#### [Supplied text]
◆ ◆ ◆

Wednesday, August 16, 2017

Inspired by a Book: Guest Post by Jack Getze

Former newsman Jack Getze is Fiction Editor for Anthony-nominated Spinetingler Magazine, one of the internet's oldest websites for noir, crime and horror short stories. His screwball mysteries -- BIG NUMBERS, BIG MONEY, BIG MOJO, and BIG SHOES -- were published by Down and Out Books. His new thriller is THE BLACK KACHINA. His short stories have appeared online at A Twist of Noir, Beat to a Pulp, The Big Adios, and several anthologies.

Jack Getze:
Inspired by a Book

While researching The Black Kachina -- work spanning twenty years and two rows of my guest bedroom’s bookshelf -- I ran across the story of a special man named Charles Alexander Eastman and his book, The Soul of an Indian. Born in 1858 with the name Hakadah, later called Ohiyesa, finally renamed Charles, this awe-inspiring Native American spent the first fifteen years of his life living the nomadic, natural life of a Santee Sioux (or Dakota tribe) of southern Minnesota. Then Eastman went to college, graduated from Dartmouth, earned his medical degree at Boston University, became famous writing popular books, and served two U.S. Presidents.

◆ ◆ ◆

Records from a data source:
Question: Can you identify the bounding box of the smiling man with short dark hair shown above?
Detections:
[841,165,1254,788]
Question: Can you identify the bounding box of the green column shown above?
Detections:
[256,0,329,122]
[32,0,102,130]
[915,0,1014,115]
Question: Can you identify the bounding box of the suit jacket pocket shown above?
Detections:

◆ ◆ ◆

#### [Study questions]
(a) According to the guest post by Jack Getze, where did Charles Alexander Eastman earn his medical degree?
(b) List the screwball mysteries by Jack Getze that the guest post names.
(c) Pick up the guest post by Jack Getze after its last sentence and write the next few sentences.
The records have nothing to do with this.

#### [Answers by task]
(a) Boston University

(b) BIG NUMBERS, BIG MONEY, BIG MOJO, BIG SHOES

(c)
If you haven’t read Soul of an Indian, you should. His spiritual ideas about nature not only gave heart and meaning to my novel’s half-breed character, Asdrubal Torres, they helped create a villain many readers will root for. I know I did. Even more personally, the book critically changed my view of the world.

The son of a mixed-race Sioux leader and an army officer’s daughter, Charles certainly experienced an unusual life. A few highlights:

As revenge against the white man for killing his father, the 15-year-old Ohiyesa was planning an attack when the supposedly dead father showed up to claim him.

When the U.S. Army killed several hundred Sioux at Wounded Knee, Eastman was one of the first physicians to treat victims on the battlefield.

President Theodore Roosevelt asked him to find a better way of protecting Native American property rights and land titles.

He served President Calvin Coolidge as an U.S. Indian Inspector.

Charles was one of three founders of an organization that became the Boy Scouts of America.

Toward the end of his writing and speaking life, he purchased land and lived alone in the woods.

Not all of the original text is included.